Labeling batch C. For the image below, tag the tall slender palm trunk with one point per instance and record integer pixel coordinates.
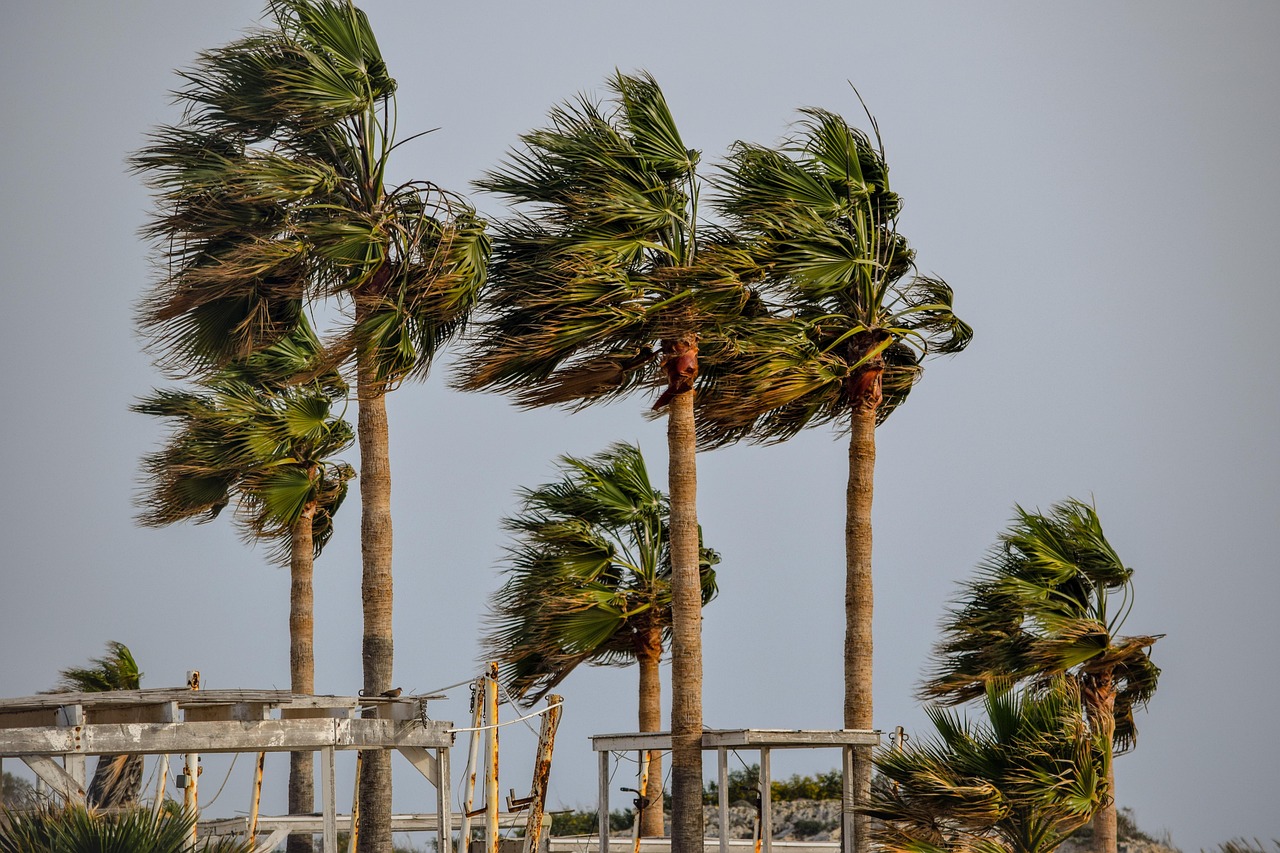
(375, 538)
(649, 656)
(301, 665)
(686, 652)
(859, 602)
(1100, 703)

* * *

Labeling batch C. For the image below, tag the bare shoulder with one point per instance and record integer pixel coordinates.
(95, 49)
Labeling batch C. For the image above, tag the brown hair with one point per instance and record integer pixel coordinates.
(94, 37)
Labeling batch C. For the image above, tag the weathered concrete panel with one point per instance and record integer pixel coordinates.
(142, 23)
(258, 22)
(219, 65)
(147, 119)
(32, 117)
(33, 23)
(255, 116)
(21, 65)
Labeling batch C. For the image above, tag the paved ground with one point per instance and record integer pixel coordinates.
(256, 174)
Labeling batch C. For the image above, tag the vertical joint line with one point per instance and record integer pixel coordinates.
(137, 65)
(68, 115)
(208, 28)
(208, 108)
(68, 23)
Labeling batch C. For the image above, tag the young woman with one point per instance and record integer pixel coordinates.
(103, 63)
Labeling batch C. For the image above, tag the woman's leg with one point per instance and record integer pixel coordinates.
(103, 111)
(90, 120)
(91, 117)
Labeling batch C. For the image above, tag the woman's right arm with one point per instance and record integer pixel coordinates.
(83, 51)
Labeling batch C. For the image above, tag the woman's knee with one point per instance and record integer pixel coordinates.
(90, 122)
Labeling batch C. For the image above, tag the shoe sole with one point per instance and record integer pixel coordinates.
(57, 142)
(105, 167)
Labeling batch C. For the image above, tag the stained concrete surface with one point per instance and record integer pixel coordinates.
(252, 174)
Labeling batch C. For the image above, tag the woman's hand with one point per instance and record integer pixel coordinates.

* * *

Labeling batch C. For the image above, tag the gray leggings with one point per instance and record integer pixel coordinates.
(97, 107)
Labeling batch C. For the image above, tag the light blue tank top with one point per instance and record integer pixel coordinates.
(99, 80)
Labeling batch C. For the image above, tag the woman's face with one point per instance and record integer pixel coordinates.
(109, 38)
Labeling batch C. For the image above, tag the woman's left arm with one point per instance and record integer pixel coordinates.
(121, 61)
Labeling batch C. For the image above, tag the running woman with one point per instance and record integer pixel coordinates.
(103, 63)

▶ [WORK REQUEST] Using the entries above, return exactly the lines from the line with "Labeling batch C. For the image above, tag the stained" to the line with "Labeling batch C. For the image above, tag the woman's hand", counting both of those lines.

▶ [TASK ANSWER]
Labeling batch C. For the image above, tag the stained concrete surface with one point per instance and record integer pixel coordinates.
(252, 174)
Labeling batch C. For the image above, tag the woman's hand with one point per instance and record integer pixel coordinates.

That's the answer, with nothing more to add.